INSTRUCTION
Copy out all of the material exactly as presented.

Part of a data file
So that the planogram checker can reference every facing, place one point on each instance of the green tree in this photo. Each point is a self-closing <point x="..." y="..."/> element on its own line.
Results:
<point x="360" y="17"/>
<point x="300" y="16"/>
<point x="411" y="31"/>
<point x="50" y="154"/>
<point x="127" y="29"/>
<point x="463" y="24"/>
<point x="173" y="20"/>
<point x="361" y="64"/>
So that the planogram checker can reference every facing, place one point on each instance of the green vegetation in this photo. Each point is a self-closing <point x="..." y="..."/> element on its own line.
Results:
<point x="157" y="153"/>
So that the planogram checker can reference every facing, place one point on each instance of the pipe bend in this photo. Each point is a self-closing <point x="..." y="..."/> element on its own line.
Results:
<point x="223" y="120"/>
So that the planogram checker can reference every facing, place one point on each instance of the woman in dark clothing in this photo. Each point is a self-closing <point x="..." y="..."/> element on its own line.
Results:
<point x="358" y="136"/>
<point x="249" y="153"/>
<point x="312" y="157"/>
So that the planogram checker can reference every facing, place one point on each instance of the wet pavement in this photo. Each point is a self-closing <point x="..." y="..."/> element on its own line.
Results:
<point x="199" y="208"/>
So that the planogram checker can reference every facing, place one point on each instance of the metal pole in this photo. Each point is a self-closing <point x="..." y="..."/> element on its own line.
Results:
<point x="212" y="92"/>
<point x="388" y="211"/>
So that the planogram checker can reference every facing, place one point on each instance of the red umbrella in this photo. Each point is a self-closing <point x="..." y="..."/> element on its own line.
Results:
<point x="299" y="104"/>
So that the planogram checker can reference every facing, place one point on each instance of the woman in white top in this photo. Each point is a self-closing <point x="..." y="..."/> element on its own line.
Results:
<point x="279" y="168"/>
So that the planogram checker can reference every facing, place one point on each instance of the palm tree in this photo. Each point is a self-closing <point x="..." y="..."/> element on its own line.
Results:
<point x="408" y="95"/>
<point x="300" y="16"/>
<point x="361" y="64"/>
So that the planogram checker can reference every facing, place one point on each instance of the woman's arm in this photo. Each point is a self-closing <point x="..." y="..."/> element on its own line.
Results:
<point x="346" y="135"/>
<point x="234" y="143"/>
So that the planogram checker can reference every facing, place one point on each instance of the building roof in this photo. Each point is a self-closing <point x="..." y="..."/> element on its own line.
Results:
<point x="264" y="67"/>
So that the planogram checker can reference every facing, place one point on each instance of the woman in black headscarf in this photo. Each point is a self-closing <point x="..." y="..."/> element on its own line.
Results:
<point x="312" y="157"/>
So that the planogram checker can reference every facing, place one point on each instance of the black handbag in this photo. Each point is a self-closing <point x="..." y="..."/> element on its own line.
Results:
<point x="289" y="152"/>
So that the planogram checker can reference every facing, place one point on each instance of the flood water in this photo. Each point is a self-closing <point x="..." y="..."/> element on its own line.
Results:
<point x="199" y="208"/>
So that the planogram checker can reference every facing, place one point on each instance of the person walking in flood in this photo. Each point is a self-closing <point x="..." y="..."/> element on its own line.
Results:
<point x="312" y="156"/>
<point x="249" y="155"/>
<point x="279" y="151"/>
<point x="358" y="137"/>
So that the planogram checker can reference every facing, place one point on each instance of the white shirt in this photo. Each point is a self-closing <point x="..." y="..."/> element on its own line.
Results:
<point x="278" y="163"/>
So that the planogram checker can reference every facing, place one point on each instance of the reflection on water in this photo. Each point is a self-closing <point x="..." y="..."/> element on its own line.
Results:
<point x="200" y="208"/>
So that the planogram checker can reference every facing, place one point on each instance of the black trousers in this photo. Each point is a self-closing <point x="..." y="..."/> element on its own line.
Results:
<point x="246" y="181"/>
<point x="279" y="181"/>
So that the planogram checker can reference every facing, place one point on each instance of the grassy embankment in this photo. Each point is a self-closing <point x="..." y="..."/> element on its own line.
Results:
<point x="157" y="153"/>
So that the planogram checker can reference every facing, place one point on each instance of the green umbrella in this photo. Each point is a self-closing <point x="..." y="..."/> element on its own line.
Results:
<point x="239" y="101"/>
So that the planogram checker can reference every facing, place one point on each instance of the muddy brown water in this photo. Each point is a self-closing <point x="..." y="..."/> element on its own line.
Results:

EXPECTED ANSWER
So that the planogram checker can reference every facing, place one point on each instance of the green tree in this photo. Each point is a self-closing <point x="..." y="..."/> element on its own line.
Results:
<point x="360" y="17"/>
<point x="300" y="16"/>
<point x="411" y="31"/>
<point x="50" y="154"/>
<point x="127" y="29"/>
<point x="463" y="24"/>
<point x="173" y="20"/>
<point x="361" y="64"/>
So that the planogram checker can reference every facing, place one point on each instance of the green vegetation in this photo. Each point is a self-closing <point x="..." y="..."/> element on its own line.
Results:
<point x="157" y="153"/>
So that the planogram checker can reference every facing, place one point on each instance of the pipe bend in this photo. Each point is a self-closing <point x="..." y="..."/> element on its own line.
Results:
<point x="223" y="120"/>
So that the planogram checker can reference every facing, place one point on each instance of the woman in dark clothing in this photo. Each point is a self-closing <point x="..." y="..."/> element on its own line.
Results:
<point x="358" y="136"/>
<point x="249" y="153"/>
<point x="312" y="157"/>
So that the planogram checker can reference every facing, place one point on each instance of the wet pavement in this photo. Each point is a self-closing <point x="..." y="..."/> element on its own line.
Results:
<point x="199" y="208"/>
So that the planogram checker can reference every facing, place one point on each instance of the metal pole in this photo. Each point is a self-closing <point x="..." y="..."/> element on its own line.
Results:
<point x="212" y="92"/>
<point x="388" y="211"/>
So that the planogram checker can reference every facing, place one point on each instance of the red umbrella in this photo. Each point is a self-closing <point x="..." y="..."/> element on its own line.
Results:
<point x="299" y="104"/>
So that the planogram checker can reference every facing, place one point on each instance of the woman in white top in this photo. Each point is a self-closing <point x="..." y="..."/> element on its own line.
Results:
<point x="279" y="168"/>
So that the planogram checker can reference every facing, place one point on each instance of the palm tree in this photo. Each point is a self-closing <point x="..." y="..."/> element on its own line.
Results:
<point x="408" y="95"/>
<point x="300" y="16"/>
<point x="361" y="64"/>
So that the planogram checker can reference every facing, place one point on each instance of the woman's arm in this photo. Each point is a self-closing <point x="..." y="..."/> element on its own line.
Results:
<point x="346" y="135"/>
<point x="234" y="143"/>
So that the planogram checker can reference every facing, place one point on each instance of the building roof in this photo. Each point is a self-closing <point x="..." y="..."/> element on its own line.
Results:
<point x="264" y="67"/>
So that the planogram checker can reference every facing, place one point on each instance of the woman in black headscarf in this photo. Each point is a self-closing <point x="..." y="..."/> element on its own line.
Results:
<point x="312" y="157"/>
So that the planogram checker can reference every facing, place one point on each instance of the black handbag in this photo. Each point is a self-closing <point x="..." y="..."/> element on its own line.
Results:
<point x="289" y="152"/>
So that the planogram checker can reference every facing, place one point on each instance of the flood water in this photo. Each point is a self-closing <point x="..." y="..."/> element on its own line.
Results:
<point x="199" y="208"/>
So that the planogram checker can reference every facing, place one point on each instance of the person walking in flood in this photo. Each point is a self-closing <point x="..." y="..."/> element on its own line.
Results:
<point x="312" y="156"/>
<point x="249" y="155"/>
<point x="279" y="151"/>
<point x="358" y="137"/>
So that the planogram checker can reference every facing, place one point on each instance of the white shirt in this photo. Each point is a self-closing <point x="..." y="..."/> element on its own line.
Results:
<point x="278" y="163"/>
So that the planogram checker can reference every facing, place one point on each instance of the reflection on water in this photo. Each point is a self-closing <point x="..." y="..."/> element on its own line.
Results:
<point x="200" y="208"/>
So that the planogram checker can reference every facing, place one point on each instance of the black trousers in this photo. Each point is a self-closing <point x="..." y="..."/> element on its own line.
Results:
<point x="246" y="181"/>
<point x="279" y="181"/>
So that the planogram checker can reference every facing, place one point on each instance of the grassy embankment in this photo. Each point is a self-closing <point x="..." y="..."/> element on its own line.
Results:
<point x="157" y="153"/>
So that the planogram checker can reference every facing, place one point on each instance of the green umbrella in this photo. Each point is a self-closing <point x="..." y="..."/> element on its own line.
Results:
<point x="239" y="101"/>
So that the planogram checker can reference every facing, place one point on each instance of the muddy brown water in this photo. Each point is a self-closing <point x="..." y="..."/> element on its own line.
Results:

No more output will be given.